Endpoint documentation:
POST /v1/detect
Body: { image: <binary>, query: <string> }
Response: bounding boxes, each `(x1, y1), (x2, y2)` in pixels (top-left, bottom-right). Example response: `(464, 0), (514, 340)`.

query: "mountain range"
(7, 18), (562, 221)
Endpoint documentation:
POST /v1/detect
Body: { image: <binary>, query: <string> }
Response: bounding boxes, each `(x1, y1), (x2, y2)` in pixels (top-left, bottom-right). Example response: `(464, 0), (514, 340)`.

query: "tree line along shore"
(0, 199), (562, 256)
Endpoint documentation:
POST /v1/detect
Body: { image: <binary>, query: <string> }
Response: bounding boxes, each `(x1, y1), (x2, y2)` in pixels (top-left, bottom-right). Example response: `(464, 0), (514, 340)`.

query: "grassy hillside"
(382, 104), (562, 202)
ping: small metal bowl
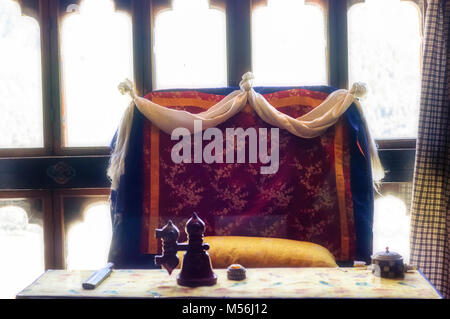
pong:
[371,247,409,278]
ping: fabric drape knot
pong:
[117,79,136,99]
[239,72,255,92]
[350,82,368,100]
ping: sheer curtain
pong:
[411,0,450,298]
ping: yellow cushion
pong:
[179,236,337,268]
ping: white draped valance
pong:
[108,72,384,189]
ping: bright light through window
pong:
[373,195,410,262]
[67,202,112,269]
[0,0,44,148]
[252,0,328,86]
[0,206,44,299]
[153,0,227,89]
[61,0,133,146]
[348,0,421,139]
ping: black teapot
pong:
[371,247,415,278]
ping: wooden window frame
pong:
[0,0,426,268]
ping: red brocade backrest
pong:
[141,89,356,260]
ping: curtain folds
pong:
[108,72,384,189]
[411,0,450,298]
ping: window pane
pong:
[252,0,328,86]
[61,0,133,146]
[373,183,412,262]
[0,0,44,148]
[64,198,112,269]
[153,0,227,89]
[348,0,421,139]
[0,199,44,299]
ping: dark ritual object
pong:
[155,213,217,287]
[371,247,414,278]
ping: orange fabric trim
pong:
[152,97,218,110]
[152,96,323,110]
[334,120,350,260]
[147,124,159,254]
[269,96,324,108]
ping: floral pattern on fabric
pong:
[142,89,356,260]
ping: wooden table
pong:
[17,268,442,299]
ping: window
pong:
[0,199,45,299]
[252,0,328,86]
[66,201,112,269]
[61,0,133,147]
[0,0,44,148]
[153,0,227,89]
[348,0,422,139]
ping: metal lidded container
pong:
[371,247,407,278]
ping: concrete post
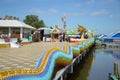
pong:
[20,27,23,39]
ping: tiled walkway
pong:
[0,42,70,72]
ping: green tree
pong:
[24,15,45,29]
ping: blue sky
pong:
[0,0,120,34]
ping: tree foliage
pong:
[78,24,87,33]
[24,15,45,29]
[0,15,19,20]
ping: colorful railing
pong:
[0,39,94,80]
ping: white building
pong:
[0,20,35,43]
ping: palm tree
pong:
[78,24,87,33]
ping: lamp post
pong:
[62,14,66,41]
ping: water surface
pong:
[67,48,120,80]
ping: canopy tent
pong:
[0,20,35,38]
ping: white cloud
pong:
[29,8,45,14]
[91,9,109,16]
[48,8,58,13]
[72,13,85,17]
[75,3,81,8]
[87,0,95,4]
[29,8,58,15]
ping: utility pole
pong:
[61,14,66,41]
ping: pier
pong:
[53,45,94,80]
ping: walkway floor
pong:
[0,42,71,72]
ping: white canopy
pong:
[0,20,35,29]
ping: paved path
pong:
[0,42,71,72]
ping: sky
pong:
[0,0,120,34]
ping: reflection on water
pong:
[66,48,120,80]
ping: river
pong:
[66,47,120,80]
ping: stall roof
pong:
[0,20,36,29]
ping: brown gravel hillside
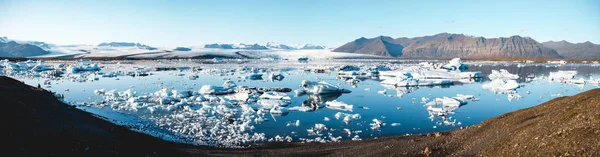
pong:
[0,76,600,156]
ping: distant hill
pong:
[333,33,562,58]
[204,43,269,50]
[173,47,192,51]
[0,38,50,58]
[333,36,404,57]
[542,40,600,58]
[265,42,325,50]
[98,42,156,50]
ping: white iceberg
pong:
[269,106,288,115]
[302,80,352,94]
[198,80,236,95]
[258,92,291,100]
[442,58,469,71]
[325,100,353,111]
[481,79,519,93]
[488,69,519,80]
[548,70,577,82]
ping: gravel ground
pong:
[0,76,600,156]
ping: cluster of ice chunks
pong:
[94,81,304,146]
[422,94,477,126]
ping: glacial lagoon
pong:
[0,60,600,147]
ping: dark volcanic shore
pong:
[0,76,600,156]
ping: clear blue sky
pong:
[0,0,600,47]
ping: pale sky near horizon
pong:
[0,0,600,47]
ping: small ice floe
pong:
[31,60,54,72]
[246,73,262,80]
[566,78,585,84]
[452,94,475,103]
[587,76,600,84]
[325,100,353,111]
[425,97,467,107]
[481,79,519,93]
[488,69,519,80]
[548,60,567,65]
[67,62,100,73]
[198,80,237,95]
[288,106,315,112]
[550,93,562,97]
[306,123,327,135]
[256,99,290,110]
[507,93,523,101]
[300,80,352,94]
[286,120,300,127]
[259,92,291,100]
[548,70,577,82]
[442,58,469,71]
[421,97,429,104]
[352,135,362,141]
[298,57,308,61]
[269,106,288,115]
[381,77,452,87]
[334,112,360,124]
[269,73,285,81]
[370,118,385,130]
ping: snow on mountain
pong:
[98,42,156,50]
[0,37,56,50]
[266,42,297,50]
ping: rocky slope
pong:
[0,76,600,156]
[98,42,156,50]
[333,36,404,57]
[0,41,50,58]
[334,33,562,58]
[542,40,600,58]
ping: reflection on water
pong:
[4,59,600,145]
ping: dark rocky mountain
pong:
[204,43,233,49]
[333,36,404,57]
[98,42,156,50]
[204,43,269,50]
[299,44,325,50]
[0,40,50,58]
[542,40,600,58]
[173,47,192,51]
[334,33,562,58]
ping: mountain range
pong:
[204,42,325,50]
[0,37,50,58]
[542,40,600,58]
[204,43,269,50]
[333,33,584,58]
[0,33,600,59]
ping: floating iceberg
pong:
[548,70,577,82]
[325,100,353,111]
[269,106,288,115]
[67,63,100,73]
[296,80,352,94]
[269,73,285,81]
[488,69,519,80]
[198,80,236,95]
[381,77,452,87]
[442,58,469,71]
[256,99,290,109]
[481,80,519,93]
[258,92,291,100]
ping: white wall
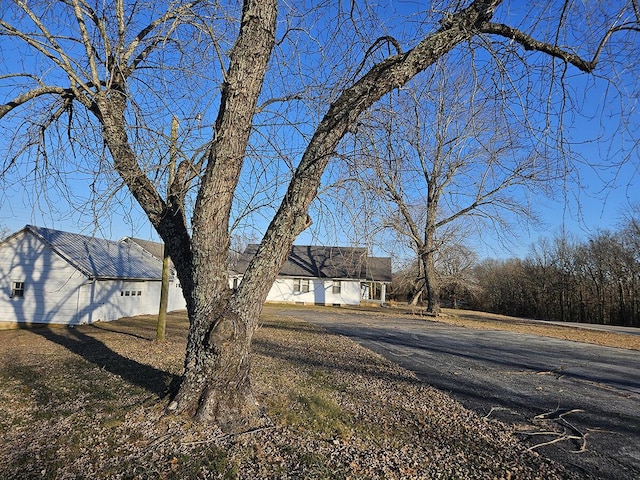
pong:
————————
TASK OBJECTIVE:
Please pull out every line above that contains the word "fabric" and copy each one as it appears.

EXERCISE ANSWER:
ping: fabric drape knot
ping: orange fabric trim
ping: floral pattern on fabric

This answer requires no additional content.